#### WHAT IS BEING ASKED:
Rewrite the article on weight loss supplements from "Why? For one, in" up to and including "they cried foul.", swapping "survey" for "poll".

#### PASSAGE TO READ:
# # #

By Staff | Jun 20, 2014

Statistics don’t lie: 70 percent of people in the U.S. are overweight. Last year, according to the Federal Trade Commission, U.S. consumers spent $2.4 billion on weight loss products-products with dubious claims as to how much body fat they could lose.

So dubious, in fact, that on Tuesday television doctor Mehmet Oz took nothing short of a grilling from Sen. Claire McCaskill (D-Mo.) and others on Capitol Hill as to why he was pushing weight loss products at all. At one point, McCaskill said the evidence against the efficacy of supplements he endorsed was “monolithic.” (And you know some serious stuff is about to go down when someone drops the “m” bomb.)

For years, those seeking an instant fat-burning pill have looked to things like garcinia cambogia, green coffee beans and acai. And studies have proven all of them to be as effective as placebos, or even less. Another growing industry is nutritional supplements, which grew to a $27 billion enterprise in 2012. (Now, some people do need nutritional supplements to combat deficiencies. However, there are some who will buy and take supplements without seeking the advice of a doctor – who would probably tell them to eat healthy diets instead – before doing so.)

The Food and Drug Administration doesn’t regulate dietary supplements, unless of course something goes horribly wrong with a lot of people who take them. The FDA hasn’t had to do so since the Dietary Supplement Health and Education Act of 1994. Well, maybe it’s high time they start monitoring, at the very least.

Why? For one, in 2011, dietary supplements became a common source of consumer fraud. According to an FTC survey conducted that year, over 5 million adults bought weight loss products – specifically the type that promise substantial loss with even the most minimal of work. When they lost half of the pounds they expected to lose, provided they even lost weight at all, they cried foul.

Two, who knows what could be in those supplements? If you take a multivitamin and multimineral supplement, you presume what’s in there is mainly vitamins and minerals of every letter in the alphabet. There could also have a bunch of other ingredients in there, either put in purposely or by accident, and some of them could negatively affect you, like active ingredients for certain medicines. Or they could mess with medicines you could be taking. Take St. John’s Wort, for example. Those who take it aren’t always warned that it could mess with birth control and blood-thinning medications.

Three, someone on TV promoting the stuff can be justification to purchase it in some peoples’ eyes. I should say not just anyone, more likely a celebrity. Someone you’d look up to, admire or even trust. Which, suffice to say, could be a raison d’etre for the McCaskill-Oz grillfest.

While consumer protection committees on Capitol Hill are paying attention, consumers still do need protection from the next potential bottle of snake oil.

# # #

(Point localization data)
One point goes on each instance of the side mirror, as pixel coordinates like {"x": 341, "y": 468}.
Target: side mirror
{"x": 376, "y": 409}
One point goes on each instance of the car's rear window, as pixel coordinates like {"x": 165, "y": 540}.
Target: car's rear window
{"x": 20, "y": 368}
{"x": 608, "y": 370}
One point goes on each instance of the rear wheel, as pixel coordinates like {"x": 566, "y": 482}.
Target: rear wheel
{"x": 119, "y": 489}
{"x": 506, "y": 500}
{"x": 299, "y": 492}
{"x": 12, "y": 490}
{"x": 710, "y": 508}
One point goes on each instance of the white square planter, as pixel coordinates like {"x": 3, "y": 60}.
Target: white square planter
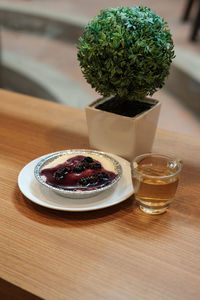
{"x": 124, "y": 136}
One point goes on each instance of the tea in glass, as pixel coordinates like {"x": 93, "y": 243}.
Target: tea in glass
{"x": 155, "y": 180}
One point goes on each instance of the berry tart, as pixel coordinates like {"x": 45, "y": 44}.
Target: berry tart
{"x": 78, "y": 173}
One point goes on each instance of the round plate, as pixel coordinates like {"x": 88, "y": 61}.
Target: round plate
{"x": 43, "y": 196}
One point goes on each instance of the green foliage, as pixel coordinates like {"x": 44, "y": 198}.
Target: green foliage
{"x": 126, "y": 52}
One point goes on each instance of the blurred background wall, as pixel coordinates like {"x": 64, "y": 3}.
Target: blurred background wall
{"x": 38, "y": 54}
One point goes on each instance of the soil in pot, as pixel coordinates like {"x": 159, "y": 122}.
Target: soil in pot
{"x": 124, "y": 107}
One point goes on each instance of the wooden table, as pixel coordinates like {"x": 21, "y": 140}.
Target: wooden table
{"x": 114, "y": 253}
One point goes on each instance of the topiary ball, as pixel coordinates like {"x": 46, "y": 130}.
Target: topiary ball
{"x": 126, "y": 52}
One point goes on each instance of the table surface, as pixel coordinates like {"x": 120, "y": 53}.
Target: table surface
{"x": 114, "y": 253}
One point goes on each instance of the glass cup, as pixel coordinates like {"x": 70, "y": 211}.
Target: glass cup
{"x": 155, "y": 180}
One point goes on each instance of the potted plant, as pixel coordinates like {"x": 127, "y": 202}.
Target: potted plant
{"x": 125, "y": 54}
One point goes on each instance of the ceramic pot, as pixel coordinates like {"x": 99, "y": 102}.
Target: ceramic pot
{"x": 124, "y": 136}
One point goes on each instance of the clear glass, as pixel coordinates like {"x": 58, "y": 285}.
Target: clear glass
{"x": 155, "y": 180}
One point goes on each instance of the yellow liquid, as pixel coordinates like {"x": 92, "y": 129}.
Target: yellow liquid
{"x": 155, "y": 192}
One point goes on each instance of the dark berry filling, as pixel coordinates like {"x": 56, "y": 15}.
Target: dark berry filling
{"x": 77, "y": 173}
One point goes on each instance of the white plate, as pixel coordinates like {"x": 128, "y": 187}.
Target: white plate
{"x": 44, "y": 197}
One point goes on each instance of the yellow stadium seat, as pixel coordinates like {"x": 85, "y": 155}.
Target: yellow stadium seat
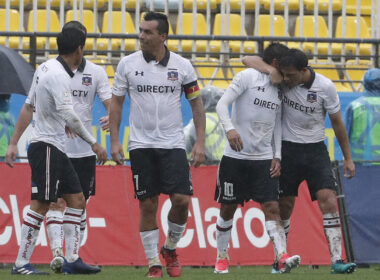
{"x": 234, "y": 30}
{"x": 308, "y": 31}
{"x": 264, "y": 27}
{"x": 14, "y": 19}
{"x": 365, "y": 7}
{"x": 88, "y": 4}
{"x": 53, "y": 3}
{"x": 280, "y": 4}
{"x": 201, "y": 4}
{"x": 187, "y": 29}
{"x": 329, "y": 70}
{"x": 88, "y": 22}
{"x": 130, "y": 44}
{"x": 355, "y": 70}
{"x": 207, "y": 70}
{"x": 351, "y": 23}
{"x": 14, "y": 3}
{"x": 42, "y": 25}
{"x": 323, "y": 5}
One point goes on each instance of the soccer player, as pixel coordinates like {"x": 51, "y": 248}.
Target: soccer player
{"x": 155, "y": 79}
{"x": 89, "y": 80}
{"x": 307, "y": 98}
{"x": 50, "y": 96}
{"x": 250, "y": 166}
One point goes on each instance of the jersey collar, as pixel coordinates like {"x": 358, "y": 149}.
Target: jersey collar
{"x": 164, "y": 62}
{"x": 310, "y": 82}
{"x": 67, "y": 68}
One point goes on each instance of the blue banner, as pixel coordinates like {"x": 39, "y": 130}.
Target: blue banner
{"x": 362, "y": 195}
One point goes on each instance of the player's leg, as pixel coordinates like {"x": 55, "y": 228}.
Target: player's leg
{"x": 54, "y": 226}
{"x": 175, "y": 181}
{"x": 145, "y": 180}
{"x": 322, "y": 186}
{"x": 224, "y": 225}
{"x": 75, "y": 205}
{"x": 42, "y": 158}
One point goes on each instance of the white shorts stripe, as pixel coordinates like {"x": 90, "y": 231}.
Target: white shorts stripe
{"x": 47, "y": 173}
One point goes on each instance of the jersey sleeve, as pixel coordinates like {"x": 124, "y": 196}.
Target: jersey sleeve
{"x": 190, "y": 84}
{"x": 103, "y": 89}
{"x": 120, "y": 83}
{"x": 60, "y": 88}
{"x": 331, "y": 99}
{"x": 32, "y": 91}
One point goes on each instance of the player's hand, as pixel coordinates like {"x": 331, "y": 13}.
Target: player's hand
{"x": 198, "y": 154}
{"x": 104, "y": 121}
{"x": 275, "y": 168}
{"x": 117, "y": 153}
{"x": 100, "y": 152}
{"x": 69, "y": 132}
{"x": 11, "y": 155}
{"x": 349, "y": 168}
{"x": 235, "y": 141}
{"x": 276, "y": 77}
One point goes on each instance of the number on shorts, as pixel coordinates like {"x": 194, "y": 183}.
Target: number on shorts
{"x": 228, "y": 189}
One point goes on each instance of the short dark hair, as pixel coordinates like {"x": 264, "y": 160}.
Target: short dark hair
{"x": 69, "y": 40}
{"x": 294, "y": 58}
{"x": 163, "y": 24}
{"x": 274, "y": 51}
{"x": 75, "y": 24}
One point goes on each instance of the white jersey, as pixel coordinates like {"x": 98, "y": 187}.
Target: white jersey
{"x": 50, "y": 92}
{"x": 155, "y": 90}
{"x": 305, "y": 107}
{"x": 89, "y": 80}
{"x": 256, "y": 115}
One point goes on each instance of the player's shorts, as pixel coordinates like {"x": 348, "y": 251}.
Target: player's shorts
{"x": 52, "y": 172}
{"x": 240, "y": 180}
{"x": 310, "y": 162}
{"x": 158, "y": 171}
{"x": 85, "y": 168}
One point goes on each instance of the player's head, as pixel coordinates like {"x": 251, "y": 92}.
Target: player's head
{"x": 69, "y": 40}
{"x": 274, "y": 52}
{"x": 294, "y": 67}
{"x": 154, "y": 31}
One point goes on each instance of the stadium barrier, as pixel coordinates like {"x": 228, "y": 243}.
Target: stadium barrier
{"x": 113, "y": 237}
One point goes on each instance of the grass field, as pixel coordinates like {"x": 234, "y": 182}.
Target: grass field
{"x": 241, "y": 273}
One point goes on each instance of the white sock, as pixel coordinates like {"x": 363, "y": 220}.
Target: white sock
{"x": 54, "y": 225}
{"x": 223, "y": 235}
{"x": 71, "y": 228}
{"x": 331, "y": 224}
{"x": 286, "y": 225}
{"x": 29, "y": 233}
{"x": 150, "y": 242}
{"x": 83, "y": 224}
{"x": 175, "y": 232}
{"x": 277, "y": 235}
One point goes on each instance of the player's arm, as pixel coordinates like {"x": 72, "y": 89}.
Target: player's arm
{"x": 25, "y": 117}
{"x": 199, "y": 119}
{"x": 224, "y": 103}
{"x": 256, "y": 62}
{"x": 341, "y": 134}
{"x": 116, "y": 108}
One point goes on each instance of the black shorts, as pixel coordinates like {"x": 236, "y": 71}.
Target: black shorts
{"x": 310, "y": 162}
{"x": 158, "y": 171}
{"x": 242, "y": 180}
{"x": 85, "y": 168}
{"x": 52, "y": 171}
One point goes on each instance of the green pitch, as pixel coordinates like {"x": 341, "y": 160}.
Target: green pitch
{"x": 238, "y": 273}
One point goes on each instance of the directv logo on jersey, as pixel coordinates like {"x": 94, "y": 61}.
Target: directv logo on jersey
{"x": 86, "y": 80}
{"x": 173, "y": 75}
{"x": 311, "y": 97}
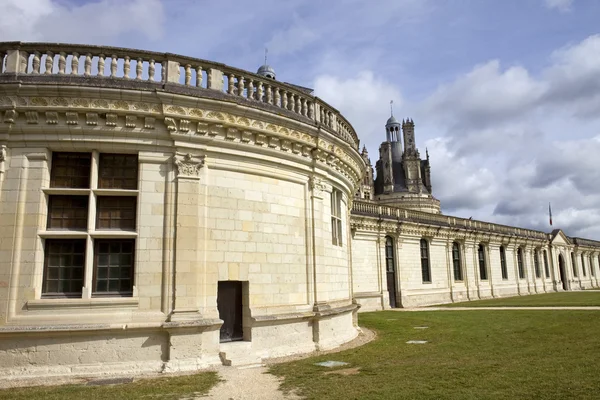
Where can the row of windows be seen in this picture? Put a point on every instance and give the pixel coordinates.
(483, 271)
(111, 262)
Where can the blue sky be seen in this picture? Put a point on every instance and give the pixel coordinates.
(505, 94)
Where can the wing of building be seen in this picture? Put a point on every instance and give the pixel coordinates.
(167, 213)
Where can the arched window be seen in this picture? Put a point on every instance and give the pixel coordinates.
(536, 263)
(425, 268)
(520, 263)
(389, 254)
(503, 263)
(456, 261)
(482, 266)
(546, 268)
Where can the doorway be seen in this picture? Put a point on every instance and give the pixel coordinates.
(229, 304)
(561, 270)
(390, 267)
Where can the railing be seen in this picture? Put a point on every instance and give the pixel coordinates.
(361, 207)
(49, 59)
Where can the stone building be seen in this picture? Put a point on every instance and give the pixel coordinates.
(165, 213)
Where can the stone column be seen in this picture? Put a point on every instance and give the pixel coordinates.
(188, 223)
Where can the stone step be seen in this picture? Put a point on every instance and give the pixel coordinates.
(238, 354)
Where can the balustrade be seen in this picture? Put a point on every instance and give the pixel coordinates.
(116, 63)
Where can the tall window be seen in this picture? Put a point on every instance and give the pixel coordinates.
(503, 263)
(425, 267)
(389, 254)
(336, 217)
(481, 259)
(546, 268)
(110, 197)
(536, 263)
(456, 261)
(520, 263)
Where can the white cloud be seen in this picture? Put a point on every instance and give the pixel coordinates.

# # #

#### WRITTEN SOLUTION:
Why? For one, in 2011, dietary supplements became a common source of consumer fraud. According to an FTC poll conducted that year, over 5 million adults bought weight loss products – specifically the type that promise substantial loss with even the most minimal of work. When they lost half of the pounds they expected to lose, provided they even lost weight at all, they cried foul.